# Repatriation deposit refund



## Jennybadenhorst (May 22, 2013)

Has anyone received their repatriation deposit refund that applied before the deadline in Feb 2015?

Still waiting on mine and starting to think it was a scam from DHA to get the original receipt from me so I can't apply for it in my home country on returning :disappointed_relieved: 

I know they said it would take 6-12months to process and now we are at 12months and no refund. Wondering if anyone has received their money?


----------



## inspire77 (Jun 24, 2015)

I also applied for refund on the 27th Feb 2015 where I handed in my original repartriation receipt along with relevant documentation. 

Sadly, that money is yet to be paid.

Lord knows what's going on regarding the refund initiative.


----------



## Portak (Sep 10, 2014)

Guys, all I can tell you is push till you get it. Thats what I've learnt in this country. You may use the presidential hotline. I used them to get my PR and my refund. I submitted my application for refund after the February deadline. I was told it's forfeited but I didnt give up and submitted a complaint to the presidential hotline. I followed up regularly and got the refund this month (February 2016) but submitted my application for refund in somewhere August/September 2015.


----------



## IamT (Aug 4, 2014)

Any luck with the refunds?

DATA TO EXAMINE
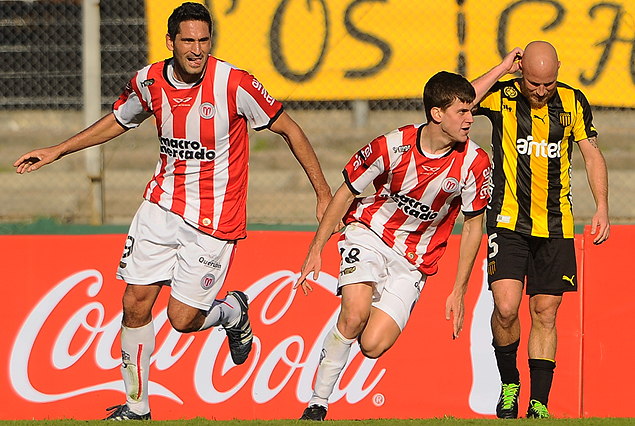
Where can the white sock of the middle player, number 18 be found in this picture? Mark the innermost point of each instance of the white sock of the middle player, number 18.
(335, 352)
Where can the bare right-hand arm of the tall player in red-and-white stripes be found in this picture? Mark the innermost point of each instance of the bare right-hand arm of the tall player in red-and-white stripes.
(303, 151)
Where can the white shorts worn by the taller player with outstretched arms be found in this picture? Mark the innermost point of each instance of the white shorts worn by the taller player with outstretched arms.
(162, 247)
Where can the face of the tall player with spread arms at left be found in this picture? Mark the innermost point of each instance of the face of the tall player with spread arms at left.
(190, 48)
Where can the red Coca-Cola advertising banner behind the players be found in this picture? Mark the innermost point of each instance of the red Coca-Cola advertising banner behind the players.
(60, 340)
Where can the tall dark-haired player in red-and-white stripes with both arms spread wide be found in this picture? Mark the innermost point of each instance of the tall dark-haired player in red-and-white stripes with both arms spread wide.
(185, 232)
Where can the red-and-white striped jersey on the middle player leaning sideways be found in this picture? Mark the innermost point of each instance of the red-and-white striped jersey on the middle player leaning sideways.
(418, 195)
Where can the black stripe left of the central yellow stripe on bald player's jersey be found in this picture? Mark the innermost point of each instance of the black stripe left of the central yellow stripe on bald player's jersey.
(524, 128)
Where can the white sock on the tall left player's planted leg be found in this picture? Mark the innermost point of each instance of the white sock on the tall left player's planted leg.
(137, 345)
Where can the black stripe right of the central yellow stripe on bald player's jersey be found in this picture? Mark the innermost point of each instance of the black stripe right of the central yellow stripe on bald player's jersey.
(556, 133)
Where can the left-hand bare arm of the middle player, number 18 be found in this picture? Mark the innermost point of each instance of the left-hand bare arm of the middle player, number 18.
(332, 217)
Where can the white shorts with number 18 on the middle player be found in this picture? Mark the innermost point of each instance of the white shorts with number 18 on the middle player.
(396, 282)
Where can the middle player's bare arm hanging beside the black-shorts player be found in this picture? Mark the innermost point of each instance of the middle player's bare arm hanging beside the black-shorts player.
(471, 236)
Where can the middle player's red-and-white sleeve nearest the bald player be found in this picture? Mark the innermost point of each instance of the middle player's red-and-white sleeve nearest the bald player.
(475, 193)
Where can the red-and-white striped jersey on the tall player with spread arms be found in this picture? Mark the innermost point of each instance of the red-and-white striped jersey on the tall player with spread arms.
(202, 171)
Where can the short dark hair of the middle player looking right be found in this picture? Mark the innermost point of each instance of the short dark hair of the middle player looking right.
(443, 89)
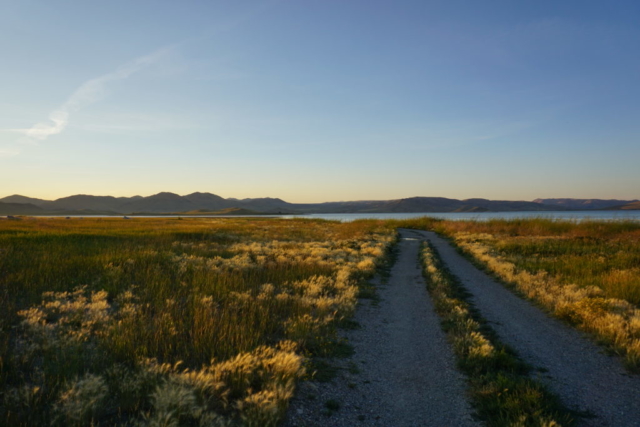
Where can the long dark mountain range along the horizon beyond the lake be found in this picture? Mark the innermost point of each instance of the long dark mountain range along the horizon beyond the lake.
(203, 203)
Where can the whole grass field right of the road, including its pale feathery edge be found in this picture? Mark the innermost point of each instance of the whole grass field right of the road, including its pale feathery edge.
(587, 273)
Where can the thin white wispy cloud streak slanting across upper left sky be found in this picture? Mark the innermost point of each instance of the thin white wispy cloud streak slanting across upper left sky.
(88, 93)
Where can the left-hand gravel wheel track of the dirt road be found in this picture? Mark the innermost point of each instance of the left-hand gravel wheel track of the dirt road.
(403, 371)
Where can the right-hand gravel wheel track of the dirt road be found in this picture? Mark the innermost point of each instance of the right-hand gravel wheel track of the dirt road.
(572, 366)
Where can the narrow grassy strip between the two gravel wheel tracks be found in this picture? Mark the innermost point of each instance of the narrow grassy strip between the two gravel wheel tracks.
(501, 391)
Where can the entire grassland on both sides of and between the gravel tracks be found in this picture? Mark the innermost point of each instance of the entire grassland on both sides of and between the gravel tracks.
(163, 322)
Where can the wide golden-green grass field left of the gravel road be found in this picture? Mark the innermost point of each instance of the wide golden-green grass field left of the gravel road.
(163, 322)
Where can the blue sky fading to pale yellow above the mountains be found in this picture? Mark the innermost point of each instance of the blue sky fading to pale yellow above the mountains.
(314, 101)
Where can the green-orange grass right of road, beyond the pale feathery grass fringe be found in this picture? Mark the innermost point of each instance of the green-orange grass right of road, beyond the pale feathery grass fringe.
(605, 254)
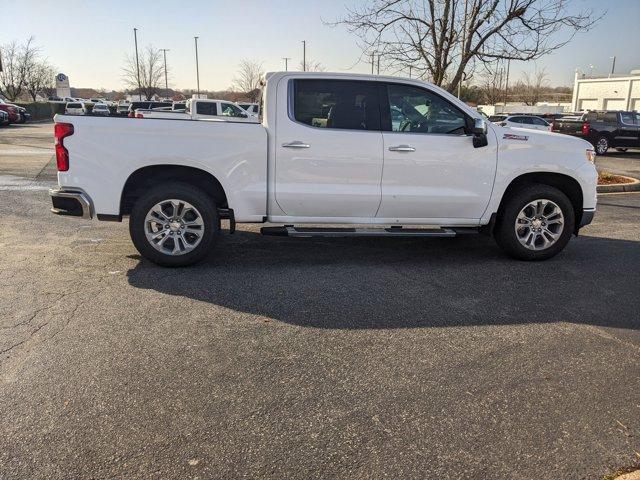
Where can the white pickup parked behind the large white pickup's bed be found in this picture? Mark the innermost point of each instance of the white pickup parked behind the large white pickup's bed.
(199, 109)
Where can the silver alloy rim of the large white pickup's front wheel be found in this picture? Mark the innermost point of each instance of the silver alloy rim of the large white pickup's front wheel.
(539, 224)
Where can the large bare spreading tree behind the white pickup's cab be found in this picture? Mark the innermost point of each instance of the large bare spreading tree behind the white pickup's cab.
(443, 39)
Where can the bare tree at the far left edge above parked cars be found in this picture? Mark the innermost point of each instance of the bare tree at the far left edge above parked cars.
(17, 59)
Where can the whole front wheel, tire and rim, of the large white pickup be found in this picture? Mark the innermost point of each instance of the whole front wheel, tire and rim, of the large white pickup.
(535, 223)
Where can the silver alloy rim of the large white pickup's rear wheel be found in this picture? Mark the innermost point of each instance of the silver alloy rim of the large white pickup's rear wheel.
(174, 227)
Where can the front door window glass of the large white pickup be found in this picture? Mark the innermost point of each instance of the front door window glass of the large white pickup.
(417, 110)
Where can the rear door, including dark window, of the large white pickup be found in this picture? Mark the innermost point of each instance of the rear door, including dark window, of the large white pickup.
(328, 149)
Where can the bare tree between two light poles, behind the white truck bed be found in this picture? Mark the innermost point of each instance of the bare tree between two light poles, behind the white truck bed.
(151, 72)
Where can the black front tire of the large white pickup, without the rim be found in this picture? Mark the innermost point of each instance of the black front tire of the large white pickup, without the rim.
(505, 230)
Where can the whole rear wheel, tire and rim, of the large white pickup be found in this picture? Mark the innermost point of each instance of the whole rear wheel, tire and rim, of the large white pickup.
(174, 224)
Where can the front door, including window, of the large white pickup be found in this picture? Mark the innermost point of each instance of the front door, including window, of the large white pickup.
(432, 172)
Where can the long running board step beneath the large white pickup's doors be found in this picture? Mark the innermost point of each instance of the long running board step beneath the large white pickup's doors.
(291, 231)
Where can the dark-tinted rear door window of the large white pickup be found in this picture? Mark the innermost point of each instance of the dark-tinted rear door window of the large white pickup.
(341, 104)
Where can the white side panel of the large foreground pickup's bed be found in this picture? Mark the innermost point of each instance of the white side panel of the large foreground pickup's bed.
(104, 152)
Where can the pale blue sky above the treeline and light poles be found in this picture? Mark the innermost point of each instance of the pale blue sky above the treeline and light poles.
(88, 39)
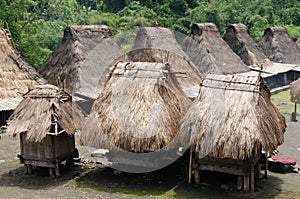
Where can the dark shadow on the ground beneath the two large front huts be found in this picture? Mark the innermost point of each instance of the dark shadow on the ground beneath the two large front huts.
(172, 181)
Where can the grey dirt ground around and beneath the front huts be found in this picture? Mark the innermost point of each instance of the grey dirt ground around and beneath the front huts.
(89, 179)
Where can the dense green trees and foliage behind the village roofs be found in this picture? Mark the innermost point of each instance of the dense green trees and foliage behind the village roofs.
(37, 25)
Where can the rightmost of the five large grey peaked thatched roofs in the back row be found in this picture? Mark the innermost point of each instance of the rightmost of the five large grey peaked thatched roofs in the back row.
(279, 47)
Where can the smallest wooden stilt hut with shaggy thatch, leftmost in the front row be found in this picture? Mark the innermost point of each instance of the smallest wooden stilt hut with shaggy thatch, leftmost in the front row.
(46, 121)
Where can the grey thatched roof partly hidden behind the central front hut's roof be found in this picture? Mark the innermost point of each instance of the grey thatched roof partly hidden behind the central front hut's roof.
(157, 44)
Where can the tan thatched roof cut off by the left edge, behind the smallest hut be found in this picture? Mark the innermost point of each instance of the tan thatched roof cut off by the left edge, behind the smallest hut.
(16, 76)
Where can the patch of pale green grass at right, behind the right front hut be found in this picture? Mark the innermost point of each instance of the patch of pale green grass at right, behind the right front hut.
(283, 103)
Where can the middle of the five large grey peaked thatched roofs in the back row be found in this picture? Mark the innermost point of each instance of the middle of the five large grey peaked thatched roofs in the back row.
(210, 53)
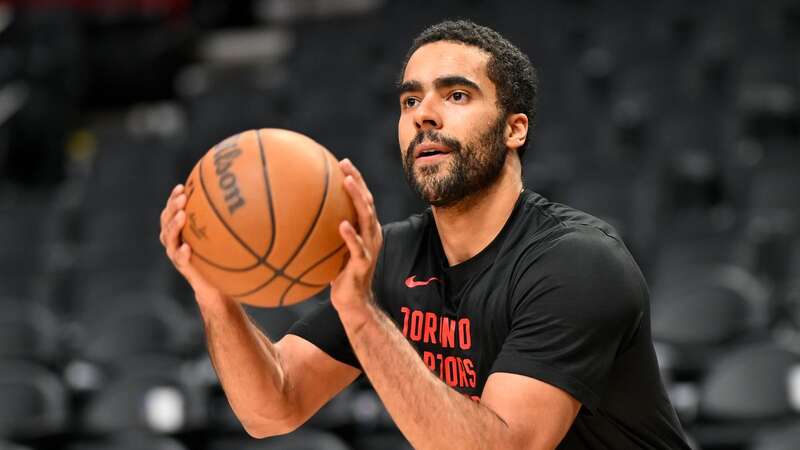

AIM OF THE EXERCISE
Repeat, word for word, everything in the refund thread from "Guys, all I" down to "with the refunds?". Work only from the refund thread above.

OUTPUT BELOW
Guys, all I can tell you is push till you get it. Thats what I've learnt in this country. You may use the presidential hotline. I used them to get my PR and my refund. I submitted my application for refund after the February deadline. I was told it's forfeited but I didnt give up and submitted a complaint to the presidential hotline. I followed up regularly and got the refund this month (February 2016) but submitted my application for refund in somewhere August/September 2015.


----------



## IamT (Aug 4, 2014)

Any luck with the refunds?